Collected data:
◇ ◇ ◇ ◇

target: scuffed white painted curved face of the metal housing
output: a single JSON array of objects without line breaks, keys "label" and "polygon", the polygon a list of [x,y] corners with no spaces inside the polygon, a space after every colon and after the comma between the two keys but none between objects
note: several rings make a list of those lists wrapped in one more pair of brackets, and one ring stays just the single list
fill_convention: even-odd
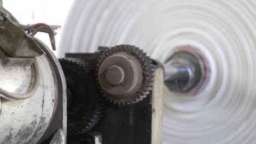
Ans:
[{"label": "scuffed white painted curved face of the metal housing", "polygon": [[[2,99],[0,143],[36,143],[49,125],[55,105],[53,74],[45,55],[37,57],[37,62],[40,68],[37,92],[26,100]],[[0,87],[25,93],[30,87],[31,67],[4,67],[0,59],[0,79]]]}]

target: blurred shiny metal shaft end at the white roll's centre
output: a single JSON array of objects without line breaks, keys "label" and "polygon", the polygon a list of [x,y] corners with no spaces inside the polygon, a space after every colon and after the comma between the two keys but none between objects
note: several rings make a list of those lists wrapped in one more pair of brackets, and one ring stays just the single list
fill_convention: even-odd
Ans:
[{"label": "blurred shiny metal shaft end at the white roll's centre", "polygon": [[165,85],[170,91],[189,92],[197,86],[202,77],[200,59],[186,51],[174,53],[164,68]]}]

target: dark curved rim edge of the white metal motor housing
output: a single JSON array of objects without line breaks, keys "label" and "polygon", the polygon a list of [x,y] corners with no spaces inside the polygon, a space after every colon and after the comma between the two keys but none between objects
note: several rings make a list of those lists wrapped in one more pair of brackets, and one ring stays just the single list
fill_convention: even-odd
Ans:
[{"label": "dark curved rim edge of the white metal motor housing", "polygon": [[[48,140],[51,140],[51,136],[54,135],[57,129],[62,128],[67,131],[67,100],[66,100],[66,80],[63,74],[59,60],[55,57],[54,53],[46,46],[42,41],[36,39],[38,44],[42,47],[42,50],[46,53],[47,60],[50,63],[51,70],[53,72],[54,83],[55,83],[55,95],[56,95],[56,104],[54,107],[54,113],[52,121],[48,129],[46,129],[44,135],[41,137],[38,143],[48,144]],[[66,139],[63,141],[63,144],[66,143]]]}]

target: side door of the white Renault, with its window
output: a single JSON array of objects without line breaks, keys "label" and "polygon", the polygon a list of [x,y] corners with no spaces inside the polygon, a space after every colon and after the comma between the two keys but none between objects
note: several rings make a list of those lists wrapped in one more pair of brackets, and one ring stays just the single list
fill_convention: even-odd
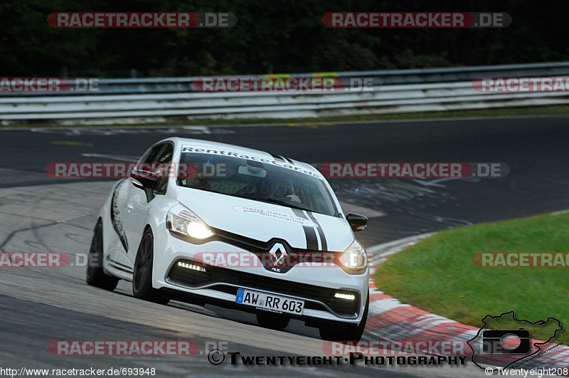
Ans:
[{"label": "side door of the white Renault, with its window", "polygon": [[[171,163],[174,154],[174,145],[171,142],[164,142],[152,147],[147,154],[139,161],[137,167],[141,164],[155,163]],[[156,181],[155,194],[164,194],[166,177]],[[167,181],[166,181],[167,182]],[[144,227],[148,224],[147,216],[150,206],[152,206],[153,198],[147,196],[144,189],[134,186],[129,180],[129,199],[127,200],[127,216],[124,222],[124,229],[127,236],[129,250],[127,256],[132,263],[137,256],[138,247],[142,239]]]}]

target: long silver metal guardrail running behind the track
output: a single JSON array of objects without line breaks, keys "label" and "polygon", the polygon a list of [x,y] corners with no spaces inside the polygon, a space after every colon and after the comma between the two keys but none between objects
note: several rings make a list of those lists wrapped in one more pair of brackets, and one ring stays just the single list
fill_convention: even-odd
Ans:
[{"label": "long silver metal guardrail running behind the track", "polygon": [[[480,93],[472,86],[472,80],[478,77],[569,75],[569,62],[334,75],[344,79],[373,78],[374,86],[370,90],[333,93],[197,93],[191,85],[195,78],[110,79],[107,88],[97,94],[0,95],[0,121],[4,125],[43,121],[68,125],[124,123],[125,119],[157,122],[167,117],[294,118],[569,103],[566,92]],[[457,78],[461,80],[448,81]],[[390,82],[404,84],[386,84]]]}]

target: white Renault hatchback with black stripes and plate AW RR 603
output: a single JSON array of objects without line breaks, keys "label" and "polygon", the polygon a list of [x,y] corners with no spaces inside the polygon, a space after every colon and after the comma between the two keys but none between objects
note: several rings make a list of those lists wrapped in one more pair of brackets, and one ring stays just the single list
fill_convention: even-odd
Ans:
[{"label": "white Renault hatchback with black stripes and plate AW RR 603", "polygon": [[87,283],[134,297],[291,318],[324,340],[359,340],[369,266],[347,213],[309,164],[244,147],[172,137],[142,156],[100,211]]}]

◇ ◇ ◇ ◇

The data must be reproduced exactly, and no picture may appear in the copy.

target: scuffed white painted curved face of the metal housing
output: a single JSON array of objects without line breaks, keys "label" and "polygon", the polygon a list of [x,y] corners with no spaces inside the polygon, a space after every colon and after the comma between the two keys but none between objects
note: several rings make a list of those lists wrapped in one more pair of brackets, and one ring stays just the single list
fill_convention: even-odd
Ans:
[{"label": "scuffed white painted curved face of the metal housing", "polygon": [[[2,99],[0,143],[36,143],[49,125],[55,105],[53,74],[45,55],[37,57],[37,62],[40,68],[37,92],[26,100]],[[0,87],[25,93],[30,87],[31,67],[4,67],[0,59],[0,79]]]}]

target: blurred shiny metal shaft end at the white roll's centre
output: a single JSON array of objects without line breaks, keys "label" and "polygon", the polygon a list of [x,y] corners with no spaces inside the polygon, a space after every colon and after the comma between the two keys but none between objects
note: several rings make a list of those lists wrapped in one more pair of brackets, and one ring stays just the single list
fill_convention: even-odd
Ans:
[{"label": "blurred shiny metal shaft end at the white roll's centre", "polygon": [[165,85],[170,91],[189,92],[197,86],[202,77],[200,59],[186,51],[174,53],[164,68]]}]

target: dark curved rim edge of the white metal motor housing
output: a single JSON array of objects without line breaks, keys "label" and "polygon", the polygon a list of [x,y] corners with no spaces inside the polygon, a space after every colon and after the comma between the two keys but none between objects
note: several rings make a list of those lists wrapped in one more pair of brackets, and one ring stays just the single list
fill_convention: even-odd
Ans:
[{"label": "dark curved rim edge of the white metal motor housing", "polygon": [[[48,140],[51,140],[51,136],[54,135],[57,129],[62,128],[67,131],[67,100],[66,100],[66,80],[63,74],[59,60],[55,57],[54,53],[46,46],[42,41],[36,39],[38,44],[42,47],[42,50],[46,53],[47,60],[50,63],[51,70],[53,72],[54,83],[55,83],[55,95],[56,95],[56,104],[54,107],[54,113],[52,121],[48,129],[46,129],[44,135],[41,137],[38,143],[48,144]],[[66,139],[63,141],[63,144],[66,143]]]}]

target: side door of the white Renault, with its window
output: a single JSON array of objects without line breaks, keys "label" and "polygon", the polygon a list of [x,y] corners with no spaces inside the polygon, a space after every colon and after the comma between the two keys but none between objects
note: several rings make a list of those lists wrapped in one more pair of brackets, and one ring stays just the single list
fill_convention: even-odd
Ans:
[{"label": "side door of the white Renault, with its window", "polygon": [[[171,163],[174,154],[174,145],[171,142],[164,142],[152,147],[147,154],[139,161],[137,167],[141,164],[155,163]],[[156,181],[155,194],[164,194],[166,177]],[[167,181],[166,181],[167,182]],[[144,227],[148,224],[147,216],[150,206],[152,206],[153,198],[147,196],[144,189],[134,186],[129,180],[129,199],[127,200],[127,216],[124,222],[124,229],[127,236],[129,250],[127,256],[132,263],[137,256],[138,247],[142,239]]]}]

target: long silver metal guardrail running behind the track
output: a single JSON array of objects without line breaks, keys "label" and "polygon", the polygon a list of [x,y] corners with no spaces inside the polygon, a space after every colon and after the comma between the two keys but none between objects
note: several rings make a list of those lists wrapped in one more pair of brackets, and one ring stays just the single list
fill_convention: even-odd
Ans:
[{"label": "long silver metal guardrail running behind the track", "polygon": [[[480,93],[472,86],[472,80],[478,77],[569,75],[569,62],[334,75],[344,79],[373,78],[374,86],[370,90],[333,93],[197,93],[191,85],[195,78],[110,79],[107,88],[97,94],[0,95],[0,121],[4,125],[43,121],[68,125],[124,123],[125,119],[157,122],[167,117],[294,118],[569,103],[566,92]],[[457,78],[461,80],[448,81]],[[390,82],[404,84],[386,84]]]}]

target: white Renault hatchback with black stripes and plate AW RR 603
output: a single JSON array of objects without line breaks, keys "label" and "polygon", the polygon a list of [x,y] corners with no spaces inside the polygon, a space after every colon and after the comma between the two keys but none between objects
note: several rings make a list of those lists wrapped in one more pair of brackets, and one ring stays just the single list
fill_convention: even-odd
Ans:
[{"label": "white Renault hatchback with black stripes and plate AW RR 603", "polygon": [[87,283],[134,297],[291,318],[324,340],[359,340],[369,266],[347,213],[309,164],[244,147],[172,137],[142,156],[100,211]]}]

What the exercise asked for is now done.